* [DIRECTIONS]: Only a single number is expected: how many lines of the data hold the word "carriage".

* [Referring expression pointing data]:
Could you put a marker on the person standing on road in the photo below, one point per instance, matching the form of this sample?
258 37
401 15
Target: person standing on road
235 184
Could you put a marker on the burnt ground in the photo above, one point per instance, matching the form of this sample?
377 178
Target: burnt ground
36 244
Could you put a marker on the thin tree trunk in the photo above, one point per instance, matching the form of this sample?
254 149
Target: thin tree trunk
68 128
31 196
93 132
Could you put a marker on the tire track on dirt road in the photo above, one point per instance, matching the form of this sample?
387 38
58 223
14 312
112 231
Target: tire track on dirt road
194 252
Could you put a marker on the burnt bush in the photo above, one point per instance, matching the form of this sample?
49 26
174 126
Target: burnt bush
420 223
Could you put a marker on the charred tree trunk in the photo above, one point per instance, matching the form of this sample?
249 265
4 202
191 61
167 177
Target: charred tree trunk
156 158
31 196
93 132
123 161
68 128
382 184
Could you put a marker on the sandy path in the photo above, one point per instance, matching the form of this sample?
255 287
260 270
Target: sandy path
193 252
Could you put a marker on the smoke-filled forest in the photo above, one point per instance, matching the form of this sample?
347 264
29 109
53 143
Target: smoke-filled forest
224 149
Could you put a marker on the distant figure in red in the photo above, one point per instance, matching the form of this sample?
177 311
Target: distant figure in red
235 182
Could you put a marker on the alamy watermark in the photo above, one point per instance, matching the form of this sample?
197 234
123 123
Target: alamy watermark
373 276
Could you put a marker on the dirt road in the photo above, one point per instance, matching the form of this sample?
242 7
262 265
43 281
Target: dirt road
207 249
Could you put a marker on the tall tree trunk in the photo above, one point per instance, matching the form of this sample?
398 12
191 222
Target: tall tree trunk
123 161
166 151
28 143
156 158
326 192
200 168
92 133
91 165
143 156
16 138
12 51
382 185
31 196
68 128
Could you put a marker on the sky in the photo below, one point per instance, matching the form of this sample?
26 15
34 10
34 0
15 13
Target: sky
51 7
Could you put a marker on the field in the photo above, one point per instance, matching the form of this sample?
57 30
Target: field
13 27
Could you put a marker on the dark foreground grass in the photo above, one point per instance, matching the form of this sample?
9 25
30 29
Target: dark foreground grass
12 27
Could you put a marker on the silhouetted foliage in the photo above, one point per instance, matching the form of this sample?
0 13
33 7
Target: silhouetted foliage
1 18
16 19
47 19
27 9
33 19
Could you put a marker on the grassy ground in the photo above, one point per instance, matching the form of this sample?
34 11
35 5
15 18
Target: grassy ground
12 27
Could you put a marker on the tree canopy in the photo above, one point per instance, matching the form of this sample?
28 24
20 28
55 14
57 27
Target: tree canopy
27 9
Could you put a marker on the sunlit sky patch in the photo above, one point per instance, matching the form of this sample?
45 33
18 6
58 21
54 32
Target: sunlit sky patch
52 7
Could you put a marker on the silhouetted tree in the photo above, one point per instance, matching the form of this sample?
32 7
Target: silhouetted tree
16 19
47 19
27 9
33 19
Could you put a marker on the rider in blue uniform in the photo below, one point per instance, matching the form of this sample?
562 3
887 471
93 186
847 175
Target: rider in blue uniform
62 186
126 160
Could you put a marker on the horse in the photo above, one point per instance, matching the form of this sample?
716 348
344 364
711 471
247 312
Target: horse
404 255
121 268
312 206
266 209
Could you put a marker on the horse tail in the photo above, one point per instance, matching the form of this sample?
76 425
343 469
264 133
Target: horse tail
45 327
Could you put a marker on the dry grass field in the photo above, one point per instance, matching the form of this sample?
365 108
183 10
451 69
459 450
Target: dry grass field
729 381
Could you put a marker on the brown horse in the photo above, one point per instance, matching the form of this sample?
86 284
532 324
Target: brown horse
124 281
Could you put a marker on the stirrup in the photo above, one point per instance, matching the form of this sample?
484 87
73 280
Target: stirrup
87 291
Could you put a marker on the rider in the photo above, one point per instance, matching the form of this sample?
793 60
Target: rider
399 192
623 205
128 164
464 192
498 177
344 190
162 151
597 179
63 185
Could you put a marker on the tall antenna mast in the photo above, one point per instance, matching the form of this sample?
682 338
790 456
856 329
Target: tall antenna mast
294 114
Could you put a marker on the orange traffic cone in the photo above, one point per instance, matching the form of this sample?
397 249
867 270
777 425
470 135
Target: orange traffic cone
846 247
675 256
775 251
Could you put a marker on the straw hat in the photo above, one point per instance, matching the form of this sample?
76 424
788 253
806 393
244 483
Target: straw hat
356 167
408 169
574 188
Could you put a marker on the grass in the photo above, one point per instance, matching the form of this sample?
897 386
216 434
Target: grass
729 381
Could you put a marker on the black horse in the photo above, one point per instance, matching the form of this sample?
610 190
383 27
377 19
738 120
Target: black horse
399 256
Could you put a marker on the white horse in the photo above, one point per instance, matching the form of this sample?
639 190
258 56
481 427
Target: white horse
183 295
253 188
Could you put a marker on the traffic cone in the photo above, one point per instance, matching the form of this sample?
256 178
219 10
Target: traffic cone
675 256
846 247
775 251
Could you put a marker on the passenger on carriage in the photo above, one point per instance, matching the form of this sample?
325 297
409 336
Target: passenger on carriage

* [ANSWER TO THIS PROBLEM]: 2